Poisson, viande et autres « appétits charnels »
Je vous ai parlé du Jeûne de Carême dans cet article ICI. ainsi que de la signification de cette privation, dont le sens biblique est celui d’un signe d’humilité et de repentance devant Dieu.
A la différence de certaines religions ou courants philosophiques, telles que l’Hindouisme et le Bouddhisme où les pratiquants sont végétariens pour des raisons de non-violence (ahimsa), dans le christianisme on s’abstient de viande (et parfois aussi de produits laitiers ou d’œufs) pour des raisons de pénitence, de sobriété, ou pour imiter le sacrifice du Christ.



L’idée est aussi de se détacher des plaisirs de la chair (la viande étant souvent perçue comme riche et festive) c’est pratiquer une forme de maîtrise de soi, un acte de renoncement pour se recentrer sur l’essentiel : la prière, la charité, l’introspection.
Pourquoi s’abstenir de viande pendant le jeûne chrétien, est-il considéré par l’église comme un geste de sobriété, de pénitence, et de purification du corps?
Le sens ultime du jeûne chrétien est de se détourner des plaisirs matériels pour se concentrer sur Dieu. La chair animale est perçue comme un aliment festif, lié souvent à l’excès.
On s’abstient donc de viande animale pour des raisons de pénitence , de maîtrise de soi, de sobriété. C’est un acte de renoncement pour se recentrer sur l’essentiel : la prière, la charité, l’introspection.
S’abstenir de chair animale serait l’exception qui confirme la règle?
Célèbre phrase qui nous vient du Droit romain :« Exceptio probat regulam in casibus non exceptis »

Si pour faire acte de pénitence, de sobriété et pour se purifier, la personne doit s’abstenir de viande, nous pourrions donc penser que se nourrir d’animaux a une connotation négative.
Cependant,Jésus lui-même a dit (dans l’Évangile selon Marc, chapitre 7) : « Ce n’est pas ce qui entre dans la bouche qui rend l’homme impur, mais ce qui en sort. ».
Ce qui signifie, que ce n’est pas l’aliment qui est impur, mais l’intention et l’usage qu’on en fait.
En d’autres mots, par l’exception du Carême, l’Église reconnaît implicitement que la viande est un aliment qui flatte les sens et le plaisir, donc potentiellement matérialiste, mais pas mauvais en soi.
Je tire comme conclusion de tout ce raisonnement quelque chose que je savais déjà, l’être humain fait un mauvais usage des animaux, comme s’ils étaient des objets alors qu’ils sont des créatures de Dieu.
Ce que je pense
Mon humble avis c’est donc, que tout chrétien devrait s’abstenir de se nourrir de la souffrance des autres créatures mais pas uniquement pendant le Carême sinon à tout moment.Sinon, quel sens aurait la phrase du Pape François quand il souligne dans son encyclique Laudato si’, au paragraphe 92 que :
« Toute cruauté sur une quelconque créature est contraire à la dignité humaine. »

DONNÉES FOURNIES
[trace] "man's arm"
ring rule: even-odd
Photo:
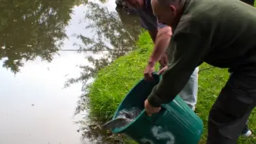
[[[183,89],[195,68],[203,59],[207,48],[204,40],[199,35],[185,33],[174,35],[171,48],[174,48],[172,61],[147,98],[152,106],[169,103]]]
[[[172,31],[170,27],[161,24],[158,25],[158,29],[149,30],[148,31],[154,43],[154,48],[150,57],[148,64],[154,66],[168,47]]]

CONSIGNES DE L'EXERCICE
1. Dressez la liste des religions et courants philosophiques nommés dans l'extrait sur le jeûne chrétien.
2. Répondez brièvement aux questions suivantes à l'aide de l'extrait sur le jeûne chrétien.
(a) Pour quelles raisons les pratiquants de l'Hindouisme et du Bouddhisme sont-ils végétariens ?
(b) Dans quel Évangile et à quel chapitre se trouve la parole de Jésus citée ?
(c) À quel paragraphe de l'encyclique Laudato si' la phrase du Pape François est-elle rattachée ?
3. Poursuivez l'extrait sur le jeûne chrétien à partir de l'endroit où il s'arrête.
Les données ne servent pas à cet exercice.

RÉPONSES DANS L'ORDRE
1. L'Hindouisme, le Bouddhisme, le christianisme.

2.
(a) Pour des raisons de non-violence (ahimsa).
(b) Dans l'Évangile selon Marc, au chapitre 7.
(c) Au paragraphe 92.

3.
Ceci étant dit, le pape François n’est devenu ni vegan ni même pas vegétarien. Ce qui nous rappelle cette vieille expression populaire : « Fais ce que je dis, pas ce que je fais » inspirée peut être du passage biblique qui dénonce l’hypocrisie ou l’incohérence entre les paroles et les actes et qui se trouve dans l’Évangile selon Matthieu, où Jésus critique les pharisiens :
« Faites donc et observez tout ce qu’ils vous disent ; mais n’agissez pas selon leurs œuvres. Car ils disent, et ne font pas. »
(Matthieu 23:3)
Mais comment se fait-il que l’Église interdisse la consommation de mais qu’elle autorise la consommation de poisson ?
Même dans les cas les plus stricts comme dans le jeûne du Carême orthodoxe où la consommation de poisson est interdite il existe des contradictions dépourvues de tout fondement scientifique et à mon sens, de logique! Car dans la tradition orthodoxe, les fruits de mer (crevettes, calmars, poulpes, etc.) sont autorisés.
Il n’y a pas de consensus sur les raisons de cette exception, certains disent que c’est parce qu’ils ne sont pas considérés comme de la « chair animale », d’autres parce que jadis certains fruits de mer étaient perçus comme de déchets marins.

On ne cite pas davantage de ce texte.